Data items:
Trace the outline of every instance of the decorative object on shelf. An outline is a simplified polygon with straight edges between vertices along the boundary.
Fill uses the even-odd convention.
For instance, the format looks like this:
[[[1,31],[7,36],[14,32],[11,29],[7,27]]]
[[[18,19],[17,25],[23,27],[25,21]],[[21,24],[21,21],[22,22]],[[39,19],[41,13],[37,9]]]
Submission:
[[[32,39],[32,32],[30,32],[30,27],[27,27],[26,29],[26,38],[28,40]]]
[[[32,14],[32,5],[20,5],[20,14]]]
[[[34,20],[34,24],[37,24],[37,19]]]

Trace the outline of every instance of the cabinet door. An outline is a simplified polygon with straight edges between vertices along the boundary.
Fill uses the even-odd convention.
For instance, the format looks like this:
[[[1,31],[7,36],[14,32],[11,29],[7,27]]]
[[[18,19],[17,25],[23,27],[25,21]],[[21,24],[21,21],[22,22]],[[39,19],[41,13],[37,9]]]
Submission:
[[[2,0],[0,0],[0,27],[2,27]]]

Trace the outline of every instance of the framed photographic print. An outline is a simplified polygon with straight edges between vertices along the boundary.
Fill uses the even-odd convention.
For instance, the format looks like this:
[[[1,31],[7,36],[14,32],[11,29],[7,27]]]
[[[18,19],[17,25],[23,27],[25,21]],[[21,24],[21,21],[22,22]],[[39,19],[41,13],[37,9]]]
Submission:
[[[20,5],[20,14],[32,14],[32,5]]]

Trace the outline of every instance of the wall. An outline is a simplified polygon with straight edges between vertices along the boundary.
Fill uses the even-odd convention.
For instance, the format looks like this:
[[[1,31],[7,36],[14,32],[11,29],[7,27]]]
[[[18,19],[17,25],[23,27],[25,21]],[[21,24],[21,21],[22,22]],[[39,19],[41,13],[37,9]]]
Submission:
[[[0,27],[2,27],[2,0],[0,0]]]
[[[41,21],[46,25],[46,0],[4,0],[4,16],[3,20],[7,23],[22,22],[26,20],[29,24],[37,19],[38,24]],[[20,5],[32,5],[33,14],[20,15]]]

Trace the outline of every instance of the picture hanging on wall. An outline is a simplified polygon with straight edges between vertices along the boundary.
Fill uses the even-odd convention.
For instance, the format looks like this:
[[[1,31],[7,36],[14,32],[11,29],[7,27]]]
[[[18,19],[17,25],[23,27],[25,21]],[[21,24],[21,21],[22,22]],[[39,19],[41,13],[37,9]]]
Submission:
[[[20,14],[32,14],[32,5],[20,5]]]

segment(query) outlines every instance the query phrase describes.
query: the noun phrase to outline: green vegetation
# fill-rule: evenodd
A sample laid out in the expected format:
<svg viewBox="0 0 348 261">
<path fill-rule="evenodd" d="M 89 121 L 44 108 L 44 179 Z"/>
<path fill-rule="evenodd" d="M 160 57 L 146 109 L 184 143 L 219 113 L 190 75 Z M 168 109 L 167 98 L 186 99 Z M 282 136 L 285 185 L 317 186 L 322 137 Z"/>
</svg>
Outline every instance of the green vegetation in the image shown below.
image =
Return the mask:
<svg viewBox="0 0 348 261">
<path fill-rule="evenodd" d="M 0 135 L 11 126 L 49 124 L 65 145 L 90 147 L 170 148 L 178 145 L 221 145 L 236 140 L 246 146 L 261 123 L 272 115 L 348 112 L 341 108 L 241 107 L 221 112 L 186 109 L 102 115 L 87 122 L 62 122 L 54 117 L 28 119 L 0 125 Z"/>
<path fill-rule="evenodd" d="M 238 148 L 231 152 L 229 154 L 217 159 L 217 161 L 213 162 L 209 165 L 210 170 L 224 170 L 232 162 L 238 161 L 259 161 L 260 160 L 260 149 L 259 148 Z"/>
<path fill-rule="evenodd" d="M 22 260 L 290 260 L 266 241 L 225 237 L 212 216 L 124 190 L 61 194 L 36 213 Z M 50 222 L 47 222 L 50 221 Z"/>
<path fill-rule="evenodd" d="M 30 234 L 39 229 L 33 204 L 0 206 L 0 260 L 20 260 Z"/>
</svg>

= DIRECTIONS FOR THIS TASK =
Rewrite the records from the start through the line containing "[[[2,0],[0,0],[0,27],[2,27]]]", both ends included, keeping every line as it stands. Increase each coordinate in the answers by 23, and leave all numbers in the requests and their format samples unchanged.

= TASK RESULT =
Trace the outline of every instance of the decorative object on shelf. An outline is a simplified polygon with straight edges between vertices along the boundary.
Fill uses the even-odd convention.
For instance, the format looks like this:
[[[1,31],[7,36],[14,32],[11,29],[7,27]]]
[[[18,19],[17,25],[23,27],[25,21]],[[21,24],[21,21],[22,22]],[[39,19],[41,13],[37,9]]]
Submission:
[[[55,62],[55,55],[53,55],[53,50],[50,50],[49,52],[49,61],[51,63]]]
[[[55,37],[55,28],[43,28],[43,37]]]
[[[57,43],[57,47],[60,47],[60,42]]]

Trace the outline of every instance of the cabinet door. An outline is a simplified polygon with straight edges between vertices along the boundary.
Fill uses the even-odd convention.
For instance, the format looks like this:
[[[1,31],[7,36],[14,32],[11,29],[7,27]]]
[[[18,19],[17,25],[23,27],[25,21]],[[21,24],[21,21],[22,22]],[[39,19],[41,13],[37,9]]]
Submission:
[[[25,23],[23,23],[23,50],[25,50]]]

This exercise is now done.